# Extracted text:
About General Matrix Multiply
General Matrix Multiply (GEMM) sample demonstrates how to efficiently utilize an OpenCL* device to
perform general matrix multiply operation on two dense square matrices. The primary target devices
that are suitable for this sample are the devices with cache memory: Intel® Xeon Phi™ and Intel®
Architecture CPU OpenCL devices. This implementation optimizes trivial matrix multiplication nested
loop to utilize the memory cache more efficiently by introducing a well-known practice as tiling (or
blocking), where matrices are divided into blocks and the blocks are multiplied separately to maintain
better data locality.

Algorithm
General Matrix Multiply is a subroutine that performs matrix multiplication:
C := alpha*A*B + beta*C,
where A, B and C are dense matrices and alpha and beta are floating point scalar coefficients. The
sample supports single-precision and double-precision data types for matrix elements (as well as
alpha and beta constants).

# Dataset section:
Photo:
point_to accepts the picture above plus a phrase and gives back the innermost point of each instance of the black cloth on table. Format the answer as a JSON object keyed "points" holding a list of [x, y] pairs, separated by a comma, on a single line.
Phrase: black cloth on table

# Your tasks:
A – Duplicate the part of the General Matrix Multiply text between "About General Matrix" and "better data locality.", inclusive.
B – According to the General Matrix Multiply text, what practice does the implementation introduce to use the memory cache more efficiently?
C – Continue the General Matrix Multiply text from where it stops.

# Expected results:
A –
About General Matrix Multiply
General Matrix Multiply (GEMM) sample demonstrates how to efficiently utilize an OpenCL* device to
perform general matrix multiply operation on two dense square matrices. The primary target devices
that are suitable for this sample are the devices with cache memory: Intel® Xeon Phi™ and Intel®
Architecture CPU OpenCL devices. This implementation optimizes trivial matrix multiplication nested
loop to utilize the memory cache more efficiently by introducing a well-known practice as tiling (or
blocking), where matrices are divided into blocks and the blocks are multiplied separately to maintain
better data locality.

B – Tiling, also called blocking.

C –
Matrix A and matrix B may come in the transposed or regular layouts. From the implementation point
of view, the transposition of a matrix can be interpreted just as switch between the storage methods:
•
•

Row-major
Column-major

This sample supports two modes:
1. Normal-normal (NN), where A, B and C matrices are stored in the column-major order.
2. Normal-transposed (NT), where A and C matrices are stored in column-major order, and the B
matrix is stored in the row-major order.
This matrix multiplication appears as the following pseudo-code (the NN variant for square matrices of
a given size):

for i from 0 to size-1
for j from 0 to size-1
c = 0
for k from 0 to size-1
c = c + A(k, i)*B(j, k)
end for
C(j, i) = alpha*c + beta*C(j, i)
end for
end for
Now consider the tiled (or blocked) matrix multiplication as an optimization technique that improves
data reuse on architecture where at least two memory hierarchies exist:
•
•

Slow and big main memory
Fast but small memory

For the Intel CPUs and the Intel Xeon Phi coprocessor devices the fast memory is the regular cache
memory (data L1/L2), or regular CPU registers. To utilize it you need to maximize data reuse, so
instead of producing one resulting element of matrix C in the inner loop above (loop by the k index),
now calculate a block. For example:

for i from 0 to NUM_OF_TILES_M-1
for j from 0 to NUM_OF_TILES_N-1
C_BLOCK = ZERO_MATRIX(TILE_SIZE_M, TILE_SIZE_N)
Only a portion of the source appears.